In the records below, find the line containing "the bird in"; give it again exactly, along with every line that follows, and nothing else.

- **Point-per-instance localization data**
════

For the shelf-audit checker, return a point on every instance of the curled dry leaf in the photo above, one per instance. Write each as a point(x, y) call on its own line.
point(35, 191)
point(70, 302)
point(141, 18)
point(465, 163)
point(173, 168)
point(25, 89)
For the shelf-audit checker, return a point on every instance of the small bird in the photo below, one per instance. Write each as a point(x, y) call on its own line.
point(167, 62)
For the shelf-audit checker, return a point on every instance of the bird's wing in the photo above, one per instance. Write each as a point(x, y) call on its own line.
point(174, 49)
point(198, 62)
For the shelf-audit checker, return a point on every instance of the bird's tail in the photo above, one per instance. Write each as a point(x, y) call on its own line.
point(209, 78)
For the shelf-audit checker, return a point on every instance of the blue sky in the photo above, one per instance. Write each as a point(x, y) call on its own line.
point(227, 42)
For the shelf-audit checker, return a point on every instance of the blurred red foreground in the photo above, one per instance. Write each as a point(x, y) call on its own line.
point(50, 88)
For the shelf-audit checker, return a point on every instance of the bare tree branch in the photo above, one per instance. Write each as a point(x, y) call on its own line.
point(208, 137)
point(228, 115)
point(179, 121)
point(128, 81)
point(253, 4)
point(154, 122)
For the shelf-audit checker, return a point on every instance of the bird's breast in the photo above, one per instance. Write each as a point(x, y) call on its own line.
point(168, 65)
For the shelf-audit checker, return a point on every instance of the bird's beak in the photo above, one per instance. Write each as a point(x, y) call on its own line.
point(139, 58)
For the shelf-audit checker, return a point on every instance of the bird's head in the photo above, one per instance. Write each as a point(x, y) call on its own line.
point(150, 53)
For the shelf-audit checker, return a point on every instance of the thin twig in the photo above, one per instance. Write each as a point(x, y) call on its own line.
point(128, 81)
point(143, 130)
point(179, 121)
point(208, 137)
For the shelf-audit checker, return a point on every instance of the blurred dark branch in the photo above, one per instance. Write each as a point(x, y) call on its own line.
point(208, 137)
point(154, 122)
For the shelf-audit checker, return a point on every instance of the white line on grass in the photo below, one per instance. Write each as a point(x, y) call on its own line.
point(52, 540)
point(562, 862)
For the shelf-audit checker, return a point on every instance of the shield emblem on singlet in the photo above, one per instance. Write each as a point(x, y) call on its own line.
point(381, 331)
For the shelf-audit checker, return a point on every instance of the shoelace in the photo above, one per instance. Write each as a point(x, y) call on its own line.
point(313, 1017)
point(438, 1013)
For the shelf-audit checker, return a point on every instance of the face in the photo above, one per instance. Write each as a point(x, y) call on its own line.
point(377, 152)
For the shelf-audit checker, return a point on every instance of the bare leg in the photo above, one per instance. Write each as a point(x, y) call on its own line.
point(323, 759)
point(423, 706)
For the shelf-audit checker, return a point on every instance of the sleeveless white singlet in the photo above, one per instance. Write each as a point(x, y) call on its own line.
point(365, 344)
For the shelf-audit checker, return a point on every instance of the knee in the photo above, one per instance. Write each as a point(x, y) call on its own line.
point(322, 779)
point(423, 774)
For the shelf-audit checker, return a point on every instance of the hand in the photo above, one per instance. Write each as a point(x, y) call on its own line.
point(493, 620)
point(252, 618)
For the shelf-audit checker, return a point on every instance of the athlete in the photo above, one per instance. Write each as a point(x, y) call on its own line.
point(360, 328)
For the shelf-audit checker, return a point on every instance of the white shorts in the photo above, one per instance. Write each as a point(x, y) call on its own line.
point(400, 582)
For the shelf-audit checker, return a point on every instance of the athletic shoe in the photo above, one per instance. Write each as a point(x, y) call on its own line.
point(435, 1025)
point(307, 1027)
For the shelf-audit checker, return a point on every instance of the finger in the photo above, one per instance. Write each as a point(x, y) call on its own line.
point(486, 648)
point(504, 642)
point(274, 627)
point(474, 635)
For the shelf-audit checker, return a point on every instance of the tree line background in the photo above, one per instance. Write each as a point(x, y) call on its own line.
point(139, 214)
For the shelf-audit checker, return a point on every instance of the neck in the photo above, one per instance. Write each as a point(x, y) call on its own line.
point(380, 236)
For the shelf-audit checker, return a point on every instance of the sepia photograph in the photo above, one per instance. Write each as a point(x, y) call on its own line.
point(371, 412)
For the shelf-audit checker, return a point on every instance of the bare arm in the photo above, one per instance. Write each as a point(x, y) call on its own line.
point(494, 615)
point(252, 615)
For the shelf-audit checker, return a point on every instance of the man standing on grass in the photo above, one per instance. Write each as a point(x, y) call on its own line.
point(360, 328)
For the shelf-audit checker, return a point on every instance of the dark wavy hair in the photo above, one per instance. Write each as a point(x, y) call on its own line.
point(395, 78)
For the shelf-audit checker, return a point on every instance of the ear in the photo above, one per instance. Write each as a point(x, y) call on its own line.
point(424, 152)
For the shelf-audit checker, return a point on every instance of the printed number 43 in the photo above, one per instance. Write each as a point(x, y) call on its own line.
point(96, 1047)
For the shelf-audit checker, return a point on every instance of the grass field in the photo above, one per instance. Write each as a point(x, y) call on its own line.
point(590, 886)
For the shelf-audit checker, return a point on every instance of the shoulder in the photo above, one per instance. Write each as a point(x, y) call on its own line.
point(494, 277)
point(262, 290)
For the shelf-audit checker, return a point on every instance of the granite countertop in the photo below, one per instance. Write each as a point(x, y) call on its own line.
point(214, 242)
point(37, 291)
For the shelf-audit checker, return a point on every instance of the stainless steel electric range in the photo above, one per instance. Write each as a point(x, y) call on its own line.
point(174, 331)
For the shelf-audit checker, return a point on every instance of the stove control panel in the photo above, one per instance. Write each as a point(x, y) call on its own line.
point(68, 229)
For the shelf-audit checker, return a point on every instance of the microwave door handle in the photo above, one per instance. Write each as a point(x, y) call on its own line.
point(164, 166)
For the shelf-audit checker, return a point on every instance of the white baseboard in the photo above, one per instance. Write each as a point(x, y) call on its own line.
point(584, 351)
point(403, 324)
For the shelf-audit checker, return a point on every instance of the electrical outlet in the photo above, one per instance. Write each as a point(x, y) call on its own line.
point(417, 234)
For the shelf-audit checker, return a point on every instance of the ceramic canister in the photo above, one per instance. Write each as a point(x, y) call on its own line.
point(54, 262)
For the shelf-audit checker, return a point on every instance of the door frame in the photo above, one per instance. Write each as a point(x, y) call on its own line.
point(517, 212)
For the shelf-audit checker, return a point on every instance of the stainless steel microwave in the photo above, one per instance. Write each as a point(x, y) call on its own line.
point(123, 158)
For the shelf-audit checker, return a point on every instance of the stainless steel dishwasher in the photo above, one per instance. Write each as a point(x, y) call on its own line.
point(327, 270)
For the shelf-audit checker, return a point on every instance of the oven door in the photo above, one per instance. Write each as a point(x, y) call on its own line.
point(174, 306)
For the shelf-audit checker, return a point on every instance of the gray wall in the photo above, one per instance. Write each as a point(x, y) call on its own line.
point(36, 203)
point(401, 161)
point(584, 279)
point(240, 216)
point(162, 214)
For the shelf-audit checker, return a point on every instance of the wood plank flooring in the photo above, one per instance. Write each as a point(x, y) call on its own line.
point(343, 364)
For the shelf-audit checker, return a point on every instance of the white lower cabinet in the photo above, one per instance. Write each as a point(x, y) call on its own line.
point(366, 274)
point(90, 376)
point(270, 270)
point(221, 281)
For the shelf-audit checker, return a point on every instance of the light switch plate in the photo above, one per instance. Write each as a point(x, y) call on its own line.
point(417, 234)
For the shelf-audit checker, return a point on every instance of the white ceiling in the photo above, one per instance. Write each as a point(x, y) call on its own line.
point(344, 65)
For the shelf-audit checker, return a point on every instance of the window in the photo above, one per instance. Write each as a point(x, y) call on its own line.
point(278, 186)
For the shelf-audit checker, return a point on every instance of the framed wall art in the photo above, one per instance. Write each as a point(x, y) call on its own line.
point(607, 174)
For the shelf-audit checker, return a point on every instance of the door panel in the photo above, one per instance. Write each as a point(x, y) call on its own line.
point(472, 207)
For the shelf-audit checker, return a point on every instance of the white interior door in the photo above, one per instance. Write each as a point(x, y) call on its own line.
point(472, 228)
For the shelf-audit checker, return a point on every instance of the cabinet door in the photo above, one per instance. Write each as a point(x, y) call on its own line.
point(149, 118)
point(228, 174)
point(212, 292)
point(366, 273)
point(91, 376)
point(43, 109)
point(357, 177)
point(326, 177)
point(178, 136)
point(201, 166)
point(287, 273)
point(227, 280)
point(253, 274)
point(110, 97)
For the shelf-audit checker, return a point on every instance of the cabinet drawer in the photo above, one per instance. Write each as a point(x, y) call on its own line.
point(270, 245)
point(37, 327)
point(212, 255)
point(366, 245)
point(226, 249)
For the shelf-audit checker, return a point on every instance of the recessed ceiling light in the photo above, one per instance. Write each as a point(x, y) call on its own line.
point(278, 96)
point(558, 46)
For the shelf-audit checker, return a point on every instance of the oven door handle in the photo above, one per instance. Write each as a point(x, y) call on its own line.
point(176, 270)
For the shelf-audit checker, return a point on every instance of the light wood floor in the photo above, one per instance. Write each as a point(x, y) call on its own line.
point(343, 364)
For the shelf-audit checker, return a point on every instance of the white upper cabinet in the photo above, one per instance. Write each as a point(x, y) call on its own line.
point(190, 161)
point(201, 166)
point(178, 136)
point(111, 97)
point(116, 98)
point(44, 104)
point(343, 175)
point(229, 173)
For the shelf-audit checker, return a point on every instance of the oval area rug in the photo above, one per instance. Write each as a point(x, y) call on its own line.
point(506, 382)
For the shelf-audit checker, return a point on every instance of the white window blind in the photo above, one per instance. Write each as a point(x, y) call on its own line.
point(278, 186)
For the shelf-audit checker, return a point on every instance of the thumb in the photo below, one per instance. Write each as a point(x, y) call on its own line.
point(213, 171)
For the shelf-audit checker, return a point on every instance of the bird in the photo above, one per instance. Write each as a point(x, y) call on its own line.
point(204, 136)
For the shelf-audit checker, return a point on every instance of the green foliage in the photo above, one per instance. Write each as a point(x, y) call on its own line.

════

- **RESULT OF THE TASK**
For the shelf-audit checker, return a point on every instance of the bird in the photo above, one per instance. Write each as a point(x, y) call on its own line.
point(204, 136)
For the shelf-audit checker, return a point on every instance of the green foliage in the photo above, one per instance. Write each as a point(x, y) call on its own line.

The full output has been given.